### Prompt A
Edit the article about the Ahwatukee weight-loss clinic by rewriting the passage starting at "Since 2017, he" and ending at "keep them off.", with "clinic" changed to "office".
### Prompt B
Write the next few paragraphs of the article about the Ahwatukee weight-loss book, picking up after its final sentence.

··· Text passage

No one knows how many people are confronting the unintended consequence of trying to stay safe amid the pandemic by staying home.
But Ahwatukee resident Dan LeMoine believes it’s a lot, pointing to a recent Harris Poll survey that found 61 percent of the adults in the country reported fluctuating weight in the past year. Of those who reported gaining weight, Harris said, their scale tipped by an extra 29 pounds.
LeMoine is no stranger to helping people like that.
Since 2017, he and his business partner, Dr. Noel Abood of Queen Creek, have been helping people shed pounds at their Ahwatukee clinic, re:vitalize weight loss & wellness center at 15905 S. 46th St.
Now LeMoine and Abood have written a book that incorporates the fundamental principles that have helped re:vitalize’s clients shed unwanted pounds and keep them off.
Though the two men started writing “Fear No Food: The Last Weight Loss Program You’ll Ever Need” before COVID-19 grabbed the nation by the throat, LeMoine says it hit bookstores and amazon.com at the right time when it was published earlier this month.

······
··· Source data

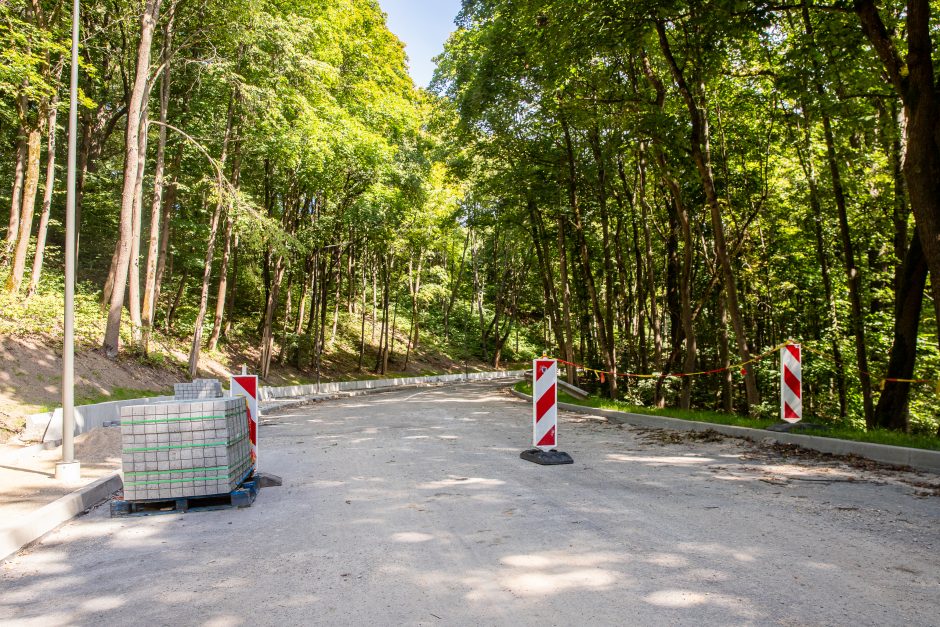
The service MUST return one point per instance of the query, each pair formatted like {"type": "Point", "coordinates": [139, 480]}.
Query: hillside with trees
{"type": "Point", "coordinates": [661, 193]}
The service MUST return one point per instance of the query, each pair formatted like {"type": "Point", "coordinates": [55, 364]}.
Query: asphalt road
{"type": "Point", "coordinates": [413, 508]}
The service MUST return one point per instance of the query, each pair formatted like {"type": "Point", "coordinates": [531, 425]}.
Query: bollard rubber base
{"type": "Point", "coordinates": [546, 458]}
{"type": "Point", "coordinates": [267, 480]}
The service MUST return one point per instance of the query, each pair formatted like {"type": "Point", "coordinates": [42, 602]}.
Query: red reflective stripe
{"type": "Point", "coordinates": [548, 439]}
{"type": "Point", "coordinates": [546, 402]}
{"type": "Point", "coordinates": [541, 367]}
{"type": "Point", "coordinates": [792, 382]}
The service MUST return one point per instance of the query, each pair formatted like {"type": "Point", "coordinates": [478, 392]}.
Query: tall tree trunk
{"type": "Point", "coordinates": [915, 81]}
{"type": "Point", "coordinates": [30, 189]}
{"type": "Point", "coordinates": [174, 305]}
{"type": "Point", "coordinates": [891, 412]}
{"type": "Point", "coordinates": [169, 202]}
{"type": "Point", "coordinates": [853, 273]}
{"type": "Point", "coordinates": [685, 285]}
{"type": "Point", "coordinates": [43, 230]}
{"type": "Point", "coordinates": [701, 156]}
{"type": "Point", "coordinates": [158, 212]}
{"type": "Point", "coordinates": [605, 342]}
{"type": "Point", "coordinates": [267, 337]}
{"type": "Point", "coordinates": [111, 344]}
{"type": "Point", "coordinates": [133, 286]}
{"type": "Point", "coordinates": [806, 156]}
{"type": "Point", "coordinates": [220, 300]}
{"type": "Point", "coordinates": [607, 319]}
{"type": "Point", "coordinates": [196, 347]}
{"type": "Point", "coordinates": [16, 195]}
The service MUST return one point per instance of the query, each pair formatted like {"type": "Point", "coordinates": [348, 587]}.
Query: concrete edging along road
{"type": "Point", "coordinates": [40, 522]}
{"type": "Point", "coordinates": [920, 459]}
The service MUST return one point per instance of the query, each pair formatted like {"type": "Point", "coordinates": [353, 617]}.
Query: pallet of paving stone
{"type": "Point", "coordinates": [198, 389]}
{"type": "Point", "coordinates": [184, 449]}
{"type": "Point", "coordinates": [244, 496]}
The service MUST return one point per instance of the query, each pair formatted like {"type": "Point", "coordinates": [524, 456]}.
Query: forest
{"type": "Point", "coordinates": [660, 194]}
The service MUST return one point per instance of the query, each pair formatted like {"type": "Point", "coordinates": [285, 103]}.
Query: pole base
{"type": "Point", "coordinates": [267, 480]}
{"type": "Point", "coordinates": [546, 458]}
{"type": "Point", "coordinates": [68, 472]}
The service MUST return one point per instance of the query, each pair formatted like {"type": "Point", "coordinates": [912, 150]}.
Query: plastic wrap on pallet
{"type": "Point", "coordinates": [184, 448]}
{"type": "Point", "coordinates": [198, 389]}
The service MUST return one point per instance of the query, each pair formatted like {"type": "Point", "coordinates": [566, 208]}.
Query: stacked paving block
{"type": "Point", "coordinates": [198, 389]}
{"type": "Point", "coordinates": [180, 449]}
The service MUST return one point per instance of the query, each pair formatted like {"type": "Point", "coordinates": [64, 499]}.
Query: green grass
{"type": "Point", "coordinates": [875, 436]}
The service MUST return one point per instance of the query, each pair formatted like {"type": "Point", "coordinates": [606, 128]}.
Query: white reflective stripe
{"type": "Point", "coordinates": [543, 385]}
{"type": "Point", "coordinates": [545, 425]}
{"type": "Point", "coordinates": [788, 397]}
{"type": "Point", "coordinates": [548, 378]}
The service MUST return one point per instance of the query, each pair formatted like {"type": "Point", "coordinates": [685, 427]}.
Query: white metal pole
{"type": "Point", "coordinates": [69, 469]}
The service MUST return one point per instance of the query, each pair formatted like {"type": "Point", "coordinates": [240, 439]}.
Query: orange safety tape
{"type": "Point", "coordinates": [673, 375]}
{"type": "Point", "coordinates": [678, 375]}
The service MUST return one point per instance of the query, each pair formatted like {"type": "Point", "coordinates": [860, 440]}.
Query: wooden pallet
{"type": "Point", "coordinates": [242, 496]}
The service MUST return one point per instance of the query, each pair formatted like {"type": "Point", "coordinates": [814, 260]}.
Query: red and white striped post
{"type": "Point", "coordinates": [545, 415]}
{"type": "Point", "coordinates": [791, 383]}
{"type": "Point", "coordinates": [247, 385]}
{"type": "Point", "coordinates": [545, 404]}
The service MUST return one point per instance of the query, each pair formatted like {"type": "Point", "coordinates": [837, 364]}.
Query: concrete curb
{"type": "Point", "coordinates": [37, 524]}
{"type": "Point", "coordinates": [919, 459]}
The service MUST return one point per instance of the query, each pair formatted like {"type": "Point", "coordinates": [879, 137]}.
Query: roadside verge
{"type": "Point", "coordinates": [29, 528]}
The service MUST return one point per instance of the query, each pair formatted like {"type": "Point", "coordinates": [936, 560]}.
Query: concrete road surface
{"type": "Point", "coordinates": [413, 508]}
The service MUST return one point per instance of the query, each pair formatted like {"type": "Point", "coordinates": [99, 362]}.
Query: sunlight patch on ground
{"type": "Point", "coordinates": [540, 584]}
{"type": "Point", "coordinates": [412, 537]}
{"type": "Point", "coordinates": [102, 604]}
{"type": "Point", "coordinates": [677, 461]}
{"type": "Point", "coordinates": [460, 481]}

······
··· Source data

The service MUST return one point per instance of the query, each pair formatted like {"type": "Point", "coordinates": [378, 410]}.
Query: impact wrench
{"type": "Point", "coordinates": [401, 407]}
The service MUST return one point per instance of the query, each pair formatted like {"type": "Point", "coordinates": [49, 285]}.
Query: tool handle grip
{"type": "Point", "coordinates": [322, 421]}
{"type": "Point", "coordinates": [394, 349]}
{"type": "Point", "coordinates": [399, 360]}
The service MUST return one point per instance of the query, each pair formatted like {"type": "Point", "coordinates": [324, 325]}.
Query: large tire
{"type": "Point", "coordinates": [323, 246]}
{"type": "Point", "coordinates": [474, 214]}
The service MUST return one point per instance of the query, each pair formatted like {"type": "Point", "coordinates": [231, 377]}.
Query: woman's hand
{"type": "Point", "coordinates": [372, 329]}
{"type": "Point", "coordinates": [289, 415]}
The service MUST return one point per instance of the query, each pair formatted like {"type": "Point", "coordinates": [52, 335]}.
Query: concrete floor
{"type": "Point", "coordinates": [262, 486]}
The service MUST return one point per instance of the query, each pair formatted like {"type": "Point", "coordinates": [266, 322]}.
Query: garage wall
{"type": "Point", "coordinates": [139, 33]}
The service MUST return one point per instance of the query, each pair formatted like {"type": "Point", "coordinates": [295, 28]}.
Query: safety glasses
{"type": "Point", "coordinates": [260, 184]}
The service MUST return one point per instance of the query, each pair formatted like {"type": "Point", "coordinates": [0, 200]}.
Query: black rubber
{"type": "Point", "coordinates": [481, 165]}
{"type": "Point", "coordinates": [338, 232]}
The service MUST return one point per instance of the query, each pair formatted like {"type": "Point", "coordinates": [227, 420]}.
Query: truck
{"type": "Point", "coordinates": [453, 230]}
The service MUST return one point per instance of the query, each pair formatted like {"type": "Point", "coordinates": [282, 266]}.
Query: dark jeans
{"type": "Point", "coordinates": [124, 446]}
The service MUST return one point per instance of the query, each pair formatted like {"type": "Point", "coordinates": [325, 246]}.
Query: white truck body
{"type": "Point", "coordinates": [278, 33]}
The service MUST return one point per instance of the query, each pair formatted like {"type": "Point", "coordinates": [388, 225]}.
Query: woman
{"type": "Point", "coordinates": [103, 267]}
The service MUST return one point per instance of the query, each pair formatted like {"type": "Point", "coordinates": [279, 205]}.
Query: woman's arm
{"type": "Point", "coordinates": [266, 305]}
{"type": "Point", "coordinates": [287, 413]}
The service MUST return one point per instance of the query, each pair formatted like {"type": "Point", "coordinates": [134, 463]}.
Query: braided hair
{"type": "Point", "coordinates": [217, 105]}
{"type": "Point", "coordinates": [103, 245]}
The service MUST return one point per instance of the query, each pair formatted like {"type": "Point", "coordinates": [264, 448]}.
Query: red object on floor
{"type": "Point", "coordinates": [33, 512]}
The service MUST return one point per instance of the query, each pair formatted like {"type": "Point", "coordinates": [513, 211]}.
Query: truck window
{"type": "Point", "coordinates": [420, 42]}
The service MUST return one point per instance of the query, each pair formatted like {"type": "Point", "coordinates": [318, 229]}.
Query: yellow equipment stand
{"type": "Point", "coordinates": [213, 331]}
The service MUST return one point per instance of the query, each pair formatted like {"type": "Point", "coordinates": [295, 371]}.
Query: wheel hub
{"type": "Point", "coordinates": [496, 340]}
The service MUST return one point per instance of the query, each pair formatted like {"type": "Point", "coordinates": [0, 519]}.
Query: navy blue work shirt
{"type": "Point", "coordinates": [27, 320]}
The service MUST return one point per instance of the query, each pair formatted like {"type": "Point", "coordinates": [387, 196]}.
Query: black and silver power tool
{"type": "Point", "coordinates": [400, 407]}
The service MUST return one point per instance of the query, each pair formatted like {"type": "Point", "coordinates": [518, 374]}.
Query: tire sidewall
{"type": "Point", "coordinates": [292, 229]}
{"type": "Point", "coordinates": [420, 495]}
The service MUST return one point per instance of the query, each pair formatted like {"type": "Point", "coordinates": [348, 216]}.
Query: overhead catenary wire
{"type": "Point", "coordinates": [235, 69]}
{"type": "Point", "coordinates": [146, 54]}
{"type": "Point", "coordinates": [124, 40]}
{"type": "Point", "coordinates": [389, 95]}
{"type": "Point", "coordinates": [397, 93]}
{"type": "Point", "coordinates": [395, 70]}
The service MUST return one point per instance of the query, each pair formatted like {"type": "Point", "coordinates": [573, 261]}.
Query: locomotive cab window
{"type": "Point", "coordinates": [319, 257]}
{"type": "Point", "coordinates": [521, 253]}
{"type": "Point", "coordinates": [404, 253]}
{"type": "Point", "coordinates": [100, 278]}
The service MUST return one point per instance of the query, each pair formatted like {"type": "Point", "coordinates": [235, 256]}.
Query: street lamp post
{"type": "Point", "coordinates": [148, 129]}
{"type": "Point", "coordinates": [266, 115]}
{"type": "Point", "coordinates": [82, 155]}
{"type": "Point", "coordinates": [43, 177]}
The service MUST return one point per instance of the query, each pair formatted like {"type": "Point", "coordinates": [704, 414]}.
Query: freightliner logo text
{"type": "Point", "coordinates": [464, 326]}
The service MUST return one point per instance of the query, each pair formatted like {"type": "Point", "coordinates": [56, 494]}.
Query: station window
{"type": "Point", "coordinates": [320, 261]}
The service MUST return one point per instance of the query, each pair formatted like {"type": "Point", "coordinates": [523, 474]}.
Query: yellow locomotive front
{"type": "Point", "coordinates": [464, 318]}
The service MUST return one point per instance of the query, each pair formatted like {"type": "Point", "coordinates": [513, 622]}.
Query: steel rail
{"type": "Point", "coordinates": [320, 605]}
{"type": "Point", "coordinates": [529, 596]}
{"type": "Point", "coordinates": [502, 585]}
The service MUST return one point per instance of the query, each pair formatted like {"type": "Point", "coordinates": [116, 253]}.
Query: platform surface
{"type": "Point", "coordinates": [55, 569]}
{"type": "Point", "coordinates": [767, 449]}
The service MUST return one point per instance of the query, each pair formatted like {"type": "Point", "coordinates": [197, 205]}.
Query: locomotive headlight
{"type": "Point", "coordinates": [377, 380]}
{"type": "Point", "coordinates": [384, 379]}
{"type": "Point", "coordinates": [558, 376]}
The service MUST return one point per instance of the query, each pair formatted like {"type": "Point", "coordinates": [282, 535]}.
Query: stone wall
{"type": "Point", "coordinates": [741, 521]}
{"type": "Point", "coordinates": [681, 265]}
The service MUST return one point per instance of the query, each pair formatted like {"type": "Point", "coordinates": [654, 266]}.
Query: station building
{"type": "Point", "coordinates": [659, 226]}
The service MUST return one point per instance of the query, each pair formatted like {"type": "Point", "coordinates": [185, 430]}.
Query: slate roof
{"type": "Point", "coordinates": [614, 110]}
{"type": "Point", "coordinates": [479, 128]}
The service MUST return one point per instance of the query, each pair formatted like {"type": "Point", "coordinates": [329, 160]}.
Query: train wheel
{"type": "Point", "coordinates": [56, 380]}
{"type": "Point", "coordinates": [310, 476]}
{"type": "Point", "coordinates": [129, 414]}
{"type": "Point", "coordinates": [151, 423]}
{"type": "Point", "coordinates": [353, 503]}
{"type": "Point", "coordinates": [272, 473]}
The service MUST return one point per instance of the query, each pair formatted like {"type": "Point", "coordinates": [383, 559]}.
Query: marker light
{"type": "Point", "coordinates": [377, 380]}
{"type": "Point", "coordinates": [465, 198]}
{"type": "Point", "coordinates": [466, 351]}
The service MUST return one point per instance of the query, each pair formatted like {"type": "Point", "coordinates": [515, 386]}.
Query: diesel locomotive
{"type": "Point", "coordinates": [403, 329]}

······

### Exercise result A
Since 2017, he and his business partner, Dr. Noel Abood of Queen Creek, have been helping people shed pounds at their Ahwatukee office, re:vitalize weight loss & wellness center at 15905 S. 46th St.
Now LeMoine and Abood have written a book that incorporates the fundamental principles that have helped re:vitalize’s clients shed unwanted pounds and keep them off.

### Exercise result B
“We wanted to continue to scale our impact and the life change we’re seeing in our clinics,” LeMoine told AFN. “We felt like a book is a great starting point for folks who might not be at a place where they’re ready to jump fully into our program just yet, or who want to find out more about our approach and lose a few pounds in the process.
“The book outlines the foundational pillars we’ve built the re:vitalize program on, it inspires people to take action and do something through the use of inspirational real life stories and easy-to-implement habits, and provides scientifically proven advice on things like inflammation, detoxification, the metabolism and weight loss.”
The authors say the book “addresses the complex reasons otherwise hardworking and disciplined people struggle losing weight and keeping it off,” diving into internal biochemistry, the metabolism, inﬂammation and psychology and their effects on weight loss and what you can do about it.”
Both men speak from personal experience that has deepened with the development of their business.
For Abood, it was a heart attack at age 49 more than a decade ago.
“I had battled weight issues most of my adult life and know many others share in this battle,” he said. “A common misconception is that if overweight people just ate less and exercised more they will lose weight. This is simply not true.
“With our program, and now this book, we’ve set out to demystify and remove the guesswork on how to begin ﬁxing your metabolism and lose weight once and for all.”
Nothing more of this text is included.